### What you need to do
Produce an exact copy of all the data below, dropping every image.

### Data to use
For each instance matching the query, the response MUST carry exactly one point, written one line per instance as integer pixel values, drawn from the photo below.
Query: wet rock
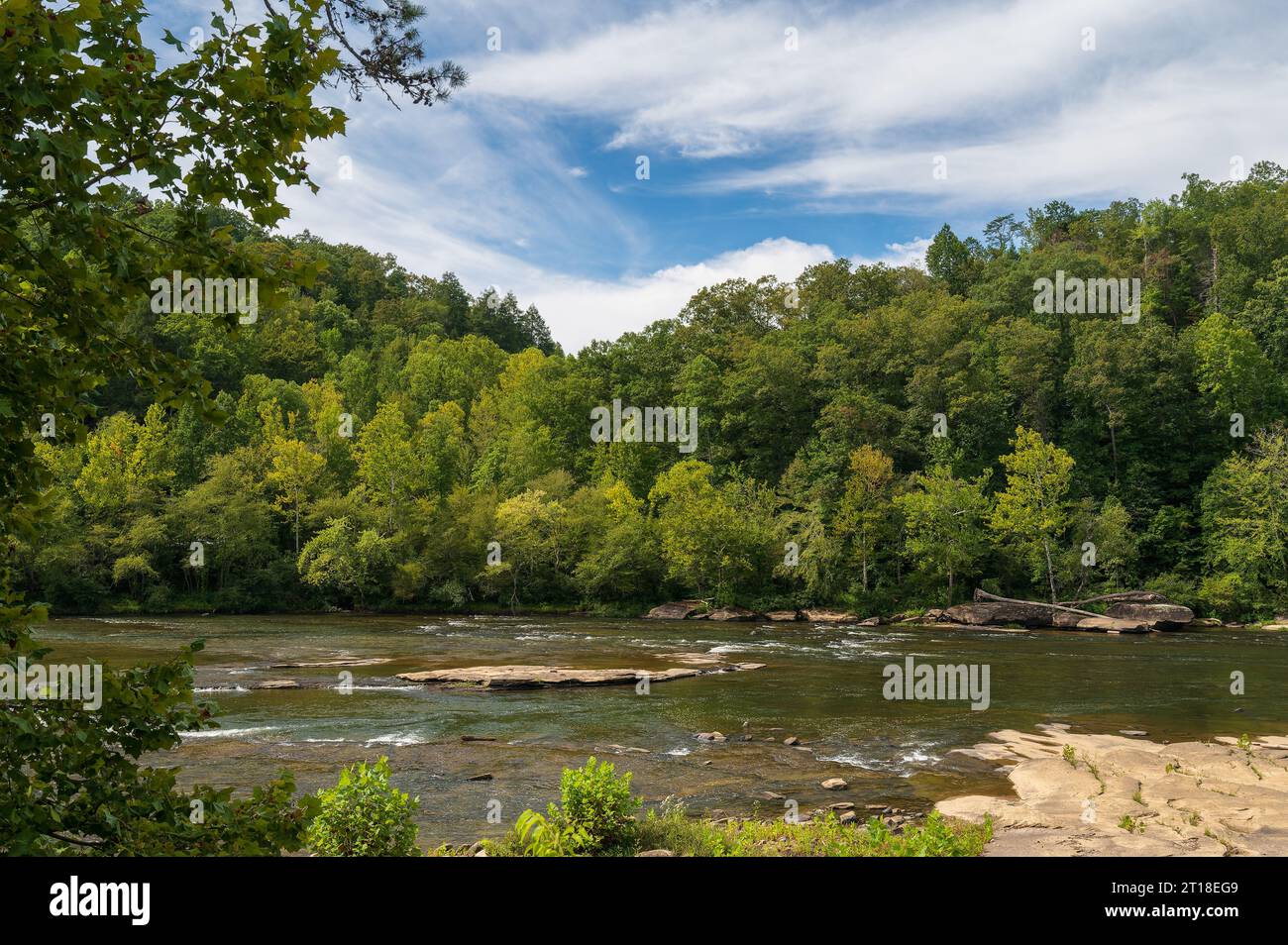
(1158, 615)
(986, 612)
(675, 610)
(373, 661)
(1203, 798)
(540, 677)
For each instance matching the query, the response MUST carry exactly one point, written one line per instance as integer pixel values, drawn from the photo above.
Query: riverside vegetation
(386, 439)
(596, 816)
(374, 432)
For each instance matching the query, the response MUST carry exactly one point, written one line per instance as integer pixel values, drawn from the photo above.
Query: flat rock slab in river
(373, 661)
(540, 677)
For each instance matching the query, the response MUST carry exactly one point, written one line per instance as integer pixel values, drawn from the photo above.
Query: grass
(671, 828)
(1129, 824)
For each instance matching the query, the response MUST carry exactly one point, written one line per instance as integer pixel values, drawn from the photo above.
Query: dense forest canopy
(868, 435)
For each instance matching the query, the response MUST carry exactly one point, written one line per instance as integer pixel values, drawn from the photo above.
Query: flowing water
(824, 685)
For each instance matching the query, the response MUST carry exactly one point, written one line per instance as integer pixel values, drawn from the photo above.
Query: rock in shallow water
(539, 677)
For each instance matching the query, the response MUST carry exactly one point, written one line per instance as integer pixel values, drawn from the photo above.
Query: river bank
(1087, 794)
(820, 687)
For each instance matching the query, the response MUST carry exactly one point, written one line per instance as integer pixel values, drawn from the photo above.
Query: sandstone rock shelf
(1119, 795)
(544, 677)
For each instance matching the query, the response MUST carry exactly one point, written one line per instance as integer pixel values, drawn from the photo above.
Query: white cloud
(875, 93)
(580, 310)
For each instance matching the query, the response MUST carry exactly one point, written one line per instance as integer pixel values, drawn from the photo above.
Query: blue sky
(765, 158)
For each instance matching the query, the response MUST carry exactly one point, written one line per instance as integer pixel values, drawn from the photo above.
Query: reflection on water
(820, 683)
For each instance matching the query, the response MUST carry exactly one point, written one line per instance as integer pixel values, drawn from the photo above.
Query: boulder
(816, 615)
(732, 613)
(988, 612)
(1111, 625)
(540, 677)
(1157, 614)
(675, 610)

### Finished answer
For each instance matching the query, the response MUST carry exactly one point, written one line per instance as integer pixel values, drawn from the photo below.
Query: wet rock
(1158, 615)
(986, 612)
(675, 610)
(373, 661)
(1203, 798)
(540, 677)
For each instance matching the query, the response MUST carry exactly one point, written one line per instance as integer pixel values, drawn from the photo above.
Query: riverside vegetation
(386, 439)
(596, 816)
(374, 432)
For each instance matching the query, the response MUST carry exactly one point, written one line per instance as integer pixel values, drawn from the photo above.
Query: flat rock slab in river
(373, 661)
(540, 677)
For each instance matching the query, the response MUST carry exactly one point, written one line per instance as integer pixel values, drawn from the photo above.
Query: grass
(671, 828)
(1129, 824)
For each instance matching the query, the response MUST carry exactly one point, written one line per instance as integer pixel values, drawn from the photo above.
Query: dense forest canopy
(868, 435)
For each instance matching the query, the response MUST carry exactly one point, written one line per instance as integer pixel values, drawn from the photo above.
Query: flowing water
(824, 685)
For each instance matching the query, the response MUST carry exactly one point, written one line per instance as integer pixel values, drawn from the photo above.
Query: rock in shallow water
(539, 677)
For each instance matching the query, the response MUST carry exactly one point, written one line per instance as integer pixel values, drawn from the photo above.
Query: river bank
(1087, 794)
(820, 687)
For each instance matching the query, the response MUST carry exactly one point, written one line per instance as integer pixel values, drawn from the photo above.
Query: sandstone rock shelf
(1119, 795)
(544, 677)
For each instance matching the query, the response MUST carry exactly one point, written one line per instance as integer pixel values, drawn from the photo above.
Query: white cloud
(875, 93)
(580, 310)
For each instance matching the query, the response MUST carry exactly one point, written one line per instance as integer pixel values, drawn from the photo above.
Query: blue sky
(765, 158)
For each instance matching the query, the response MUST carry exactly one point, written one line per instance as integer pixel values, drawn from the photo above.
Query: reflection on water
(820, 683)
For each instance matching the query, the response MUST carry exactly one point, written one line per instance as integer pixel values, drawn from the photo above.
Query: boulder
(816, 615)
(732, 613)
(988, 612)
(1111, 625)
(540, 677)
(1157, 614)
(675, 610)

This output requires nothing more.